[Point localization data]
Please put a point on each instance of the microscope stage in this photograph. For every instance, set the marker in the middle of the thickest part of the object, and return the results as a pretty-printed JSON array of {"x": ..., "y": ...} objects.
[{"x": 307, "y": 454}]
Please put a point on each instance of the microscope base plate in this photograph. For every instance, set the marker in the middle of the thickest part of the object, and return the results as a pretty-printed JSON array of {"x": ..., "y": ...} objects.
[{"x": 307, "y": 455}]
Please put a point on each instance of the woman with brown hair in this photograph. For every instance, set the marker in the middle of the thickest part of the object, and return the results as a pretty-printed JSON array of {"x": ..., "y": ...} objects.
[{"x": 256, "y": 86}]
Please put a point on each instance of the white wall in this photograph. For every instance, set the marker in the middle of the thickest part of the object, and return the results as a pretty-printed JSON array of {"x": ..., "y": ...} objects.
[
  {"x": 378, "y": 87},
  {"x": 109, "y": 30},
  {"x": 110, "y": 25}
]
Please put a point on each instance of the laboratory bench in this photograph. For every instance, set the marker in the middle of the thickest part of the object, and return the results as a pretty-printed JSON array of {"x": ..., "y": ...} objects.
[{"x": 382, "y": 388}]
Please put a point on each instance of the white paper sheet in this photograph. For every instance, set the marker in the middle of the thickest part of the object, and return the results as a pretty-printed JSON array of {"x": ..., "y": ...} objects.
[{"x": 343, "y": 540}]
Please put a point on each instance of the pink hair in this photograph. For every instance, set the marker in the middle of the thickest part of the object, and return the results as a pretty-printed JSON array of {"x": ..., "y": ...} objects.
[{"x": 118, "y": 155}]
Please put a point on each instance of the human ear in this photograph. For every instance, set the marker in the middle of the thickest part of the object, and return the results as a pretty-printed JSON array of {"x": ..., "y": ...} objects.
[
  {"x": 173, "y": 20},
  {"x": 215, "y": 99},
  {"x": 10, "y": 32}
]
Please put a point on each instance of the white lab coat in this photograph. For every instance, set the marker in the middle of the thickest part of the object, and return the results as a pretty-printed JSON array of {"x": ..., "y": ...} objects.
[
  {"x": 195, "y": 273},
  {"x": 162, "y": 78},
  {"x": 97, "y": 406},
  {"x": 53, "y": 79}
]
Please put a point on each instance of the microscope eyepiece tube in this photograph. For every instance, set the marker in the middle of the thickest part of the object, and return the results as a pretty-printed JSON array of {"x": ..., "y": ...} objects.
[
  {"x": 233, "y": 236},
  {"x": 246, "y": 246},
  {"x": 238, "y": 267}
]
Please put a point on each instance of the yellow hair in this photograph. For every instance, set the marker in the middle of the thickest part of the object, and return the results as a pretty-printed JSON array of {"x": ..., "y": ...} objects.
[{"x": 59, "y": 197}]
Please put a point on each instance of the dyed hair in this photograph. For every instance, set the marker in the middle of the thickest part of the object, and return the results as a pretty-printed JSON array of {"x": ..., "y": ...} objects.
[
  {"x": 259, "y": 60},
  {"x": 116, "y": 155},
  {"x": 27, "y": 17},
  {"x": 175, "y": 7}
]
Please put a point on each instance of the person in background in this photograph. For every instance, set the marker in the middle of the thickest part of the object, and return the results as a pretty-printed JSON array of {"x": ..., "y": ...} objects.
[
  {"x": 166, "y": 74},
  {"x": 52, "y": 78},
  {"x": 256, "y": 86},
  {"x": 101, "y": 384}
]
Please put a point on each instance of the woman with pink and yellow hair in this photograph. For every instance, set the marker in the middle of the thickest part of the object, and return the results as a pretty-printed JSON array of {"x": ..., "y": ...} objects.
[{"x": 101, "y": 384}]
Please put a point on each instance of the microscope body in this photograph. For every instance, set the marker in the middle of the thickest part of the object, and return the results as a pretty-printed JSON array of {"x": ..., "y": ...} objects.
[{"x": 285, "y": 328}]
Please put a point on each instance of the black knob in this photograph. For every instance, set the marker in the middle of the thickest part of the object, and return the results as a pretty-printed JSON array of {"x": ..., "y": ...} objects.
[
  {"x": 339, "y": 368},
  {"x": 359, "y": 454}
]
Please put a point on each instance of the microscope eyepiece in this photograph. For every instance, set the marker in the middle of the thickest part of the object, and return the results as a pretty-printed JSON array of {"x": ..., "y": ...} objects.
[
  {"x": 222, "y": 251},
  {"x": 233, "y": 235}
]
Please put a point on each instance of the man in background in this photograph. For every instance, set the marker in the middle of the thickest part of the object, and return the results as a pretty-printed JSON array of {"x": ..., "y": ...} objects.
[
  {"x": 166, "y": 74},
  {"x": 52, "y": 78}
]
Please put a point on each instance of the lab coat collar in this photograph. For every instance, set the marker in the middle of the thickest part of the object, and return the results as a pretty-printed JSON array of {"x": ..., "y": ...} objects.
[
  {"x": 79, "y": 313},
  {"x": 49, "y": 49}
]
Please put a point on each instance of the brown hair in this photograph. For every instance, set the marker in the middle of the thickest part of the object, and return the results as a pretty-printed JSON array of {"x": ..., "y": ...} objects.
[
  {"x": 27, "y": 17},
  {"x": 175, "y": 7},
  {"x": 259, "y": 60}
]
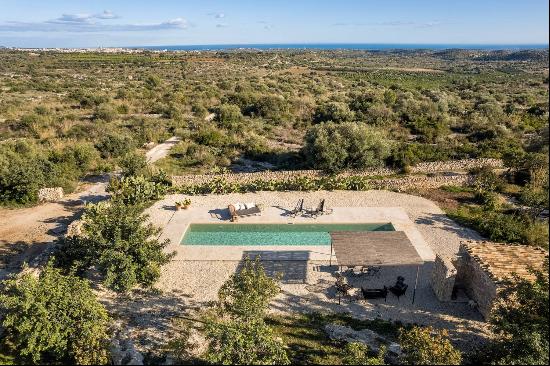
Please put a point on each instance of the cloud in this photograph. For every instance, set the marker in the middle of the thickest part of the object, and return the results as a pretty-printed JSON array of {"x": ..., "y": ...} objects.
[
  {"x": 393, "y": 23},
  {"x": 107, "y": 14},
  {"x": 89, "y": 23},
  {"x": 217, "y": 15},
  {"x": 266, "y": 24}
]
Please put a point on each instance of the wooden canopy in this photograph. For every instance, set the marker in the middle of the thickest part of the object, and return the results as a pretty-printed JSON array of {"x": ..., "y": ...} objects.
[{"x": 374, "y": 248}]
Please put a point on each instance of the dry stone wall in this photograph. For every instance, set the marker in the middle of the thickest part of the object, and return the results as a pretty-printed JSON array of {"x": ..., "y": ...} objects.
[
  {"x": 477, "y": 283},
  {"x": 423, "y": 168},
  {"x": 443, "y": 278}
]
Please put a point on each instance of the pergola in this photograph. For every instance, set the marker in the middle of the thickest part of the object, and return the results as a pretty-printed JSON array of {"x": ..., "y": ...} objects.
[{"x": 375, "y": 248}]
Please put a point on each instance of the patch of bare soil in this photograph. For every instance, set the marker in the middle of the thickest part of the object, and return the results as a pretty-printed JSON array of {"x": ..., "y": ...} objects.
[
  {"x": 26, "y": 232},
  {"x": 446, "y": 200}
]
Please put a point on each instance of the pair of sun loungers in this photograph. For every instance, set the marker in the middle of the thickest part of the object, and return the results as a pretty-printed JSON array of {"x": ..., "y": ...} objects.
[{"x": 320, "y": 210}]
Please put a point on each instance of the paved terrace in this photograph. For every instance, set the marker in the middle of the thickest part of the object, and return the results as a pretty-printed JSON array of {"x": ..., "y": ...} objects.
[
  {"x": 180, "y": 221},
  {"x": 307, "y": 285}
]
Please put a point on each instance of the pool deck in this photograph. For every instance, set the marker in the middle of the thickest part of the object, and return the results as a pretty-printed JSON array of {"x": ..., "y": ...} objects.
[{"x": 179, "y": 222}]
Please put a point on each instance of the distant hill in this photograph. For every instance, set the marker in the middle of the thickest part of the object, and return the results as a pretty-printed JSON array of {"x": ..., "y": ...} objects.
[{"x": 539, "y": 55}]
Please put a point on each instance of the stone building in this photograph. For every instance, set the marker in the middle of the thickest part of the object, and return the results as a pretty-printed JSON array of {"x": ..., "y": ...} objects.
[{"x": 481, "y": 268}]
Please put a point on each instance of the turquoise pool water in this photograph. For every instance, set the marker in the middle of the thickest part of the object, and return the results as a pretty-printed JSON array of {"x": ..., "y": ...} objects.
[{"x": 270, "y": 234}]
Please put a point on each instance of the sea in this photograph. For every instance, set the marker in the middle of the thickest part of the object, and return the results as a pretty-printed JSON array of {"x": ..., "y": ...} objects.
[{"x": 344, "y": 46}]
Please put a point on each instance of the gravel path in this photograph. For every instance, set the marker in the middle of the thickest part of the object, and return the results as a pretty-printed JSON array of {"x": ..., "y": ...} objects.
[{"x": 161, "y": 150}]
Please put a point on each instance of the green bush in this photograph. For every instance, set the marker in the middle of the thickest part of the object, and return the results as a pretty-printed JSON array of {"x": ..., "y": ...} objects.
[
  {"x": 236, "y": 342},
  {"x": 105, "y": 113},
  {"x": 53, "y": 319},
  {"x": 425, "y": 346},
  {"x": 229, "y": 116},
  {"x": 356, "y": 353},
  {"x": 25, "y": 168},
  {"x": 136, "y": 190},
  {"x": 237, "y": 334},
  {"x": 333, "y": 112},
  {"x": 520, "y": 323},
  {"x": 247, "y": 293},
  {"x": 114, "y": 145},
  {"x": 133, "y": 164},
  {"x": 119, "y": 242},
  {"x": 501, "y": 226}
]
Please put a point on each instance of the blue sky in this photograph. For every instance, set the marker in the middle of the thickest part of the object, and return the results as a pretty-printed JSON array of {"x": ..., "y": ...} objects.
[{"x": 64, "y": 23}]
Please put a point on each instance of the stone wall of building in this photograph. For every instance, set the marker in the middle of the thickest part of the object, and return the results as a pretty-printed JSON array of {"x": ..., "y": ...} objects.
[
  {"x": 423, "y": 168},
  {"x": 476, "y": 281},
  {"x": 50, "y": 194},
  {"x": 443, "y": 278}
]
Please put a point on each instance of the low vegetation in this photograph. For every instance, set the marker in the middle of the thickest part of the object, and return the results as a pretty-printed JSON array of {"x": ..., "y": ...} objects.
[
  {"x": 118, "y": 241},
  {"x": 53, "y": 319},
  {"x": 342, "y": 111},
  {"x": 520, "y": 323}
]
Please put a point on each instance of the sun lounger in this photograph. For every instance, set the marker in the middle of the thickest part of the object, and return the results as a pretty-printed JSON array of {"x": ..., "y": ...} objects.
[
  {"x": 400, "y": 288},
  {"x": 298, "y": 209},
  {"x": 320, "y": 210},
  {"x": 375, "y": 293},
  {"x": 241, "y": 210}
]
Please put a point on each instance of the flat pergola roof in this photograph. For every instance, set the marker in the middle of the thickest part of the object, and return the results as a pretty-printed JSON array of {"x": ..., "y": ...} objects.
[{"x": 374, "y": 248}]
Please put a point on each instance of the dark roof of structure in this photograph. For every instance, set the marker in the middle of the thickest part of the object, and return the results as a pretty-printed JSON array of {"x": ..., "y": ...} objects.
[{"x": 374, "y": 248}]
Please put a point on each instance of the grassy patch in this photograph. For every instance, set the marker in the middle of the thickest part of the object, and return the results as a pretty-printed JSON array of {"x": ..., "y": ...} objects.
[{"x": 309, "y": 344}]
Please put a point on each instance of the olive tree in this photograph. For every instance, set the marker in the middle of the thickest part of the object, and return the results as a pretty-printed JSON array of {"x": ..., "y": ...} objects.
[
  {"x": 117, "y": 240},
  {"x": 237, "y": 334},
  {"x": 520, "y": 322},
  {"x": 334, "y": 147},
  {"x": 426, "y": 346},
  {"x": 53, "y": 319}
]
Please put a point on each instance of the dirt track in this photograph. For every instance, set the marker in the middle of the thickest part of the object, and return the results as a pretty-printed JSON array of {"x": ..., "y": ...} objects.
[{"x": 26, "y": 232}]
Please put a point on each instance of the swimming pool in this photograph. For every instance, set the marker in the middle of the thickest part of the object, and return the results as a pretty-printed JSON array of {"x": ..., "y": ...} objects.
[{"x": 270, "y": 234}]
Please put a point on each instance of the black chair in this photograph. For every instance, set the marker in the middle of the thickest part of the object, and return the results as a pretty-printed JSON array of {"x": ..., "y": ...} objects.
[
  {"x": 400, "y": 288},
  {"x": 298, "y": 208},
  {"x": 375, "y": 293}
]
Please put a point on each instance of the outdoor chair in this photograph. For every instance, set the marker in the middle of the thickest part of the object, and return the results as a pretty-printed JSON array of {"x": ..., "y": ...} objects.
[
  {"x": 242, "y": 210},
  {"x": 298, "y": 209},
  {"x": 400, "y": 288},
  {"x": 375, "y": 293},
  {"x": 320, "y": 210}
]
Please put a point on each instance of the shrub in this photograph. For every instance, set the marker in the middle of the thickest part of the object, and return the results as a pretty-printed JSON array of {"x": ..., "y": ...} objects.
[
  {"x": 136, "y": 190},
  {"x": 333, "y": 112},
  {"x": 118, "y": 241},
  {"x": 236, "y": 342},
  {"x": 333, "y": 147},
  {"x": 356, "y": 353},
  {"x": 520, "y": 322},
  {"x": 425, "y": 346},
  {"x": 229, "y": 116},
  {"x": 247, "y": 293},
  {"x": 105, "y": 113},
  {"x": 53, "y": 319},
  {"x": 25, "y": 168},
  {"x": 133, "y": 164},
  {"x": 114, "y": 145}
]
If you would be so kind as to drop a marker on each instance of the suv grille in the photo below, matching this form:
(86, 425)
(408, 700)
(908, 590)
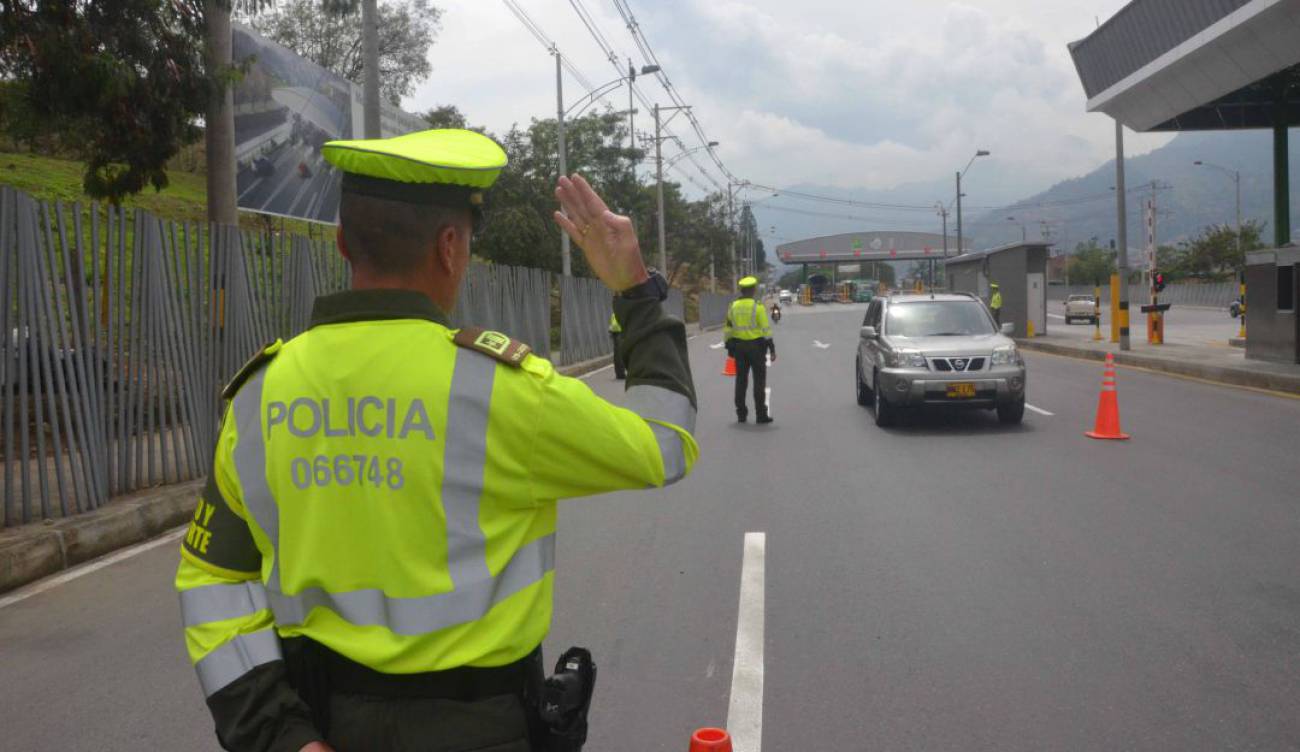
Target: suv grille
(958, 364)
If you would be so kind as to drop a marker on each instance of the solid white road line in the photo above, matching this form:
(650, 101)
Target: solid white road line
(91, 566)
(745, 712)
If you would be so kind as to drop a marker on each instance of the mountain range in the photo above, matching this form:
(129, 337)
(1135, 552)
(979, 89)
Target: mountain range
(1188, 198)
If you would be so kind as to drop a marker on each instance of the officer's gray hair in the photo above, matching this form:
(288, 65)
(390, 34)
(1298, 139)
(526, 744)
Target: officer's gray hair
(394, 237)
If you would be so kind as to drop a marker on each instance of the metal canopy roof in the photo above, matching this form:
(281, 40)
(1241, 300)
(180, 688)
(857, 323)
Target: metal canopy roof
(1194, 64)
(852, 247)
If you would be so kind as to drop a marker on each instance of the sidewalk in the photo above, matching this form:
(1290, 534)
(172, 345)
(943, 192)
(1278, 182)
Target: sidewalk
(35, 550)
(1212, 362)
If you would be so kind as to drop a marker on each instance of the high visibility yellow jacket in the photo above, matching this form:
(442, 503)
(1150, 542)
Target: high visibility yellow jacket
(386, 485)
(746, 319)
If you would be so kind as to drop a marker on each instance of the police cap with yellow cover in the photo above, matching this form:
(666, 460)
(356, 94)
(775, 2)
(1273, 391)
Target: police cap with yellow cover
(445, 167)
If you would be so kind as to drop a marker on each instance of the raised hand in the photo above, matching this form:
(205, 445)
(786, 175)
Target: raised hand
(607, 240)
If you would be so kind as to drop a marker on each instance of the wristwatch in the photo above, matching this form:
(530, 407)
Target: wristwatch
(655, 286)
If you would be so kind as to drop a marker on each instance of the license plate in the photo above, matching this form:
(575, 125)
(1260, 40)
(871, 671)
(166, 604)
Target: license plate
(961, 390)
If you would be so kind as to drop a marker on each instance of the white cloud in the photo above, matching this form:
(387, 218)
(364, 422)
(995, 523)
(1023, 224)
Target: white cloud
(867, 94)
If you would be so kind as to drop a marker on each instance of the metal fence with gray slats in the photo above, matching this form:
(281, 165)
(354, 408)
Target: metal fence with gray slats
(713, 310)
(117, 332)
(585, 310)
(511, 299)
(1205, 294)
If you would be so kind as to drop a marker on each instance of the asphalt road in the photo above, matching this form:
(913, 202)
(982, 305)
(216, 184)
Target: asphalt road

The problem: Each line in the data that holds the word "asphalt" must be copied.

Written response:
If you would be so kind as to drop a marker on each instance of the asphalt road in the photo above, matching this form:
Target: asphalt road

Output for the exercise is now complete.